STORED ROWS:

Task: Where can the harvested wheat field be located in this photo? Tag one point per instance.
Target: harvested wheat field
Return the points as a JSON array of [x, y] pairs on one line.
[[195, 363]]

==

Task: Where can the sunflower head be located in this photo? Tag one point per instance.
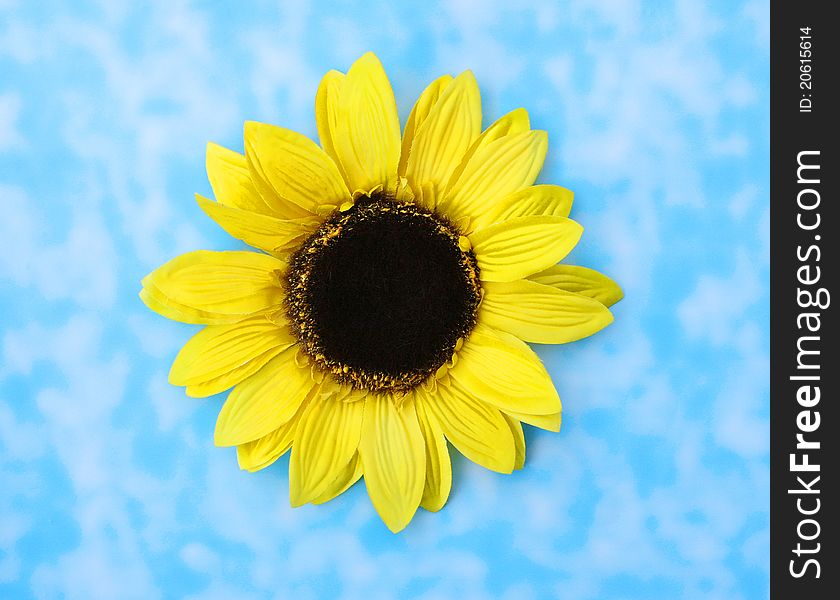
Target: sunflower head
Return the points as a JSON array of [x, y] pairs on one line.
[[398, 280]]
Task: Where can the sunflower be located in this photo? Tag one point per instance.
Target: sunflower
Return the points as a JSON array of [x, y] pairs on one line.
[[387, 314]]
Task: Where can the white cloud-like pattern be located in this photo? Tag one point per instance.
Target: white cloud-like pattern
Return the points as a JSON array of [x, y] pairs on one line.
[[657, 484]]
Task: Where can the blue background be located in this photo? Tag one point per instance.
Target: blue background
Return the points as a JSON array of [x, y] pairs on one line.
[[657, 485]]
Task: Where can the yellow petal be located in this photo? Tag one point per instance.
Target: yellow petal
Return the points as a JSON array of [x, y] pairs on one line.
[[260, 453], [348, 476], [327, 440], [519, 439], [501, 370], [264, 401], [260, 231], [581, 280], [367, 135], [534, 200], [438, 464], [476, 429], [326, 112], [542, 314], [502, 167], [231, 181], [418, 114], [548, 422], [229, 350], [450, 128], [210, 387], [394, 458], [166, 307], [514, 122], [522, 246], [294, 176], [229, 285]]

EXERCISE DETAILS: Please reproduce the entries from the line with "Task: Where can the sunflower head" to the line with "[[657, 485]]", swapping "photo" for "image" and changing nothing else. Return only those lines and leave out the pictures.

ANSWER FOR THIS EXERCISE:
Task: Where can the sunflower head be located in this image? Tag one point per instance.
Target: sunflower head
Return the points as a JSON array of [x, y] pairs on one line.
[[398, 280]]
Task: Where can the sunflower be located in this image? Tag one point per instance.
Target: sunflower
Return the points as a JSON array of [x, y] pairs on one line.
[[387, 314]]
Task: Where can the white cloud-like pattern be located in this image? Tag one point per instance.
Target: white cloud-like pattern
Return the points as a JSON array of [x, y] pairs on one line.
[[657, 484]]
Task: Where can the blue background be located in this image? Tag one point per instance.
Target: blue background
Return the points as a JSON array of [x, y] pairs on one line.
[[657, 485]]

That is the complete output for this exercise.